§ **YOUR ASSIGNMENT**: Restate word for word the lines of the entries below, starting with the line that holds "Mark the crack" and ending with the line that holds "Mark the fingers", and no others.

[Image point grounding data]
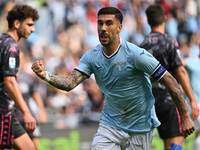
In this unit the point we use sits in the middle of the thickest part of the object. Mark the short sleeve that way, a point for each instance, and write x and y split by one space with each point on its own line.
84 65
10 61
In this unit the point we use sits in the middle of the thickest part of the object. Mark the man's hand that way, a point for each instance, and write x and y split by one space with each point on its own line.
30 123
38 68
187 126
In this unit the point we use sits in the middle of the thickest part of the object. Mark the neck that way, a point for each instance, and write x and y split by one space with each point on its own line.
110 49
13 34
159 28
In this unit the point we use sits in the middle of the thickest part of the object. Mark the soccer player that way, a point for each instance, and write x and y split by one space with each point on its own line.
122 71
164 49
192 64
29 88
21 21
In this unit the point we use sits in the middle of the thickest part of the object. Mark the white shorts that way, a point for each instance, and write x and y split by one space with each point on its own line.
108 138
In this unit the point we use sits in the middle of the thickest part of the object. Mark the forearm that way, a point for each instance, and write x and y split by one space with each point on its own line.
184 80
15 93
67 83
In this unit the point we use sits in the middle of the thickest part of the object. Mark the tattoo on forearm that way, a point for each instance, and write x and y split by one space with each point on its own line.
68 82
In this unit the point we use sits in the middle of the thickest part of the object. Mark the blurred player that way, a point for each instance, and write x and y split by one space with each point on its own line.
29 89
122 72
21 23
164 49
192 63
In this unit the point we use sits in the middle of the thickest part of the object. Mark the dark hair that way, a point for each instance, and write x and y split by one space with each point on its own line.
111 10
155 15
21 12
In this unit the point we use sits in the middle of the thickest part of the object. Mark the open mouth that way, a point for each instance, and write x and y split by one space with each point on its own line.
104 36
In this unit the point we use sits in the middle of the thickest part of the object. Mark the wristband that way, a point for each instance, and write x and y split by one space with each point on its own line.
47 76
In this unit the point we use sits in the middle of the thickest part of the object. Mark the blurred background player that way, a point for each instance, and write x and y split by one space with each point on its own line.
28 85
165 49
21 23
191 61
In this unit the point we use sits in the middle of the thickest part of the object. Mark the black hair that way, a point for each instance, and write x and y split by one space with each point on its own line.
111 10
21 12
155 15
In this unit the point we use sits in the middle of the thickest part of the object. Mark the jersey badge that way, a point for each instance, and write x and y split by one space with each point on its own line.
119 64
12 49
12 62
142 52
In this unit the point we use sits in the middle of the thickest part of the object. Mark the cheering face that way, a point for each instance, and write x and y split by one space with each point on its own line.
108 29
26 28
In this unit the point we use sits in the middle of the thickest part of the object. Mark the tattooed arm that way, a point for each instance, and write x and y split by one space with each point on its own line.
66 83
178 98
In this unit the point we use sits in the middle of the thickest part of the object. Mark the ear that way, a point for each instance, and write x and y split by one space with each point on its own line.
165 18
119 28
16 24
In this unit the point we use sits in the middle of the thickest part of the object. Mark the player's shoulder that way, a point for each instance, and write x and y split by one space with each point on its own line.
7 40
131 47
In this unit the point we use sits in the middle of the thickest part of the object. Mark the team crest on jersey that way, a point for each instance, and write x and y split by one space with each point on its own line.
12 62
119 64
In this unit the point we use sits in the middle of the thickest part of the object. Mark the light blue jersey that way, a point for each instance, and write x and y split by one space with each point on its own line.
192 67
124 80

* * *

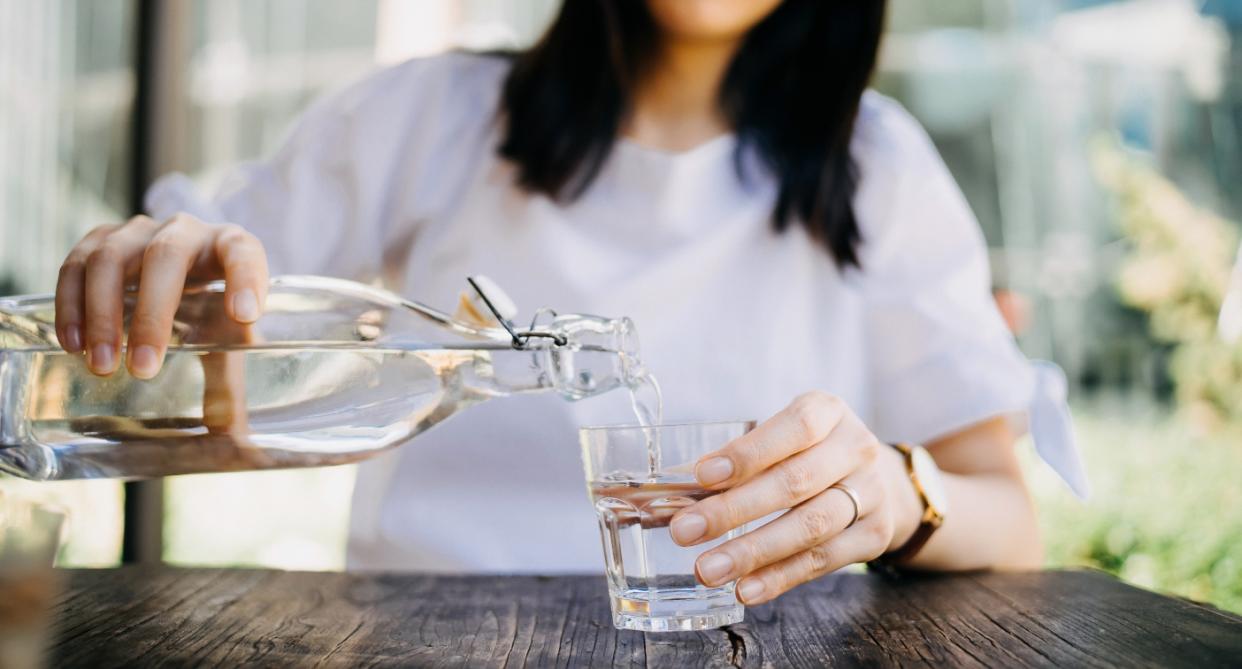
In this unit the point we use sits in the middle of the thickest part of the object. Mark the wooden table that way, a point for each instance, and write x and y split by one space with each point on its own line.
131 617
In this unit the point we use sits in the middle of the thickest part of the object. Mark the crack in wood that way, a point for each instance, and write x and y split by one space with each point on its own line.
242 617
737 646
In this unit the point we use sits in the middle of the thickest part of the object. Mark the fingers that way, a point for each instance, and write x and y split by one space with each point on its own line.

§ **TASK ANSWER**:
In this unit the point we use sits in the middle of the thickest part of the object. Mark the crack in wood that way, a point for each instance, and write x and y split by one space with each point on its own line.
242 617
737 646
In this unit the point we use sits in the middle of the thickest part of the object. Mark the fingers that way, a point for each instance, and write x and y split by one space with each point on its own line.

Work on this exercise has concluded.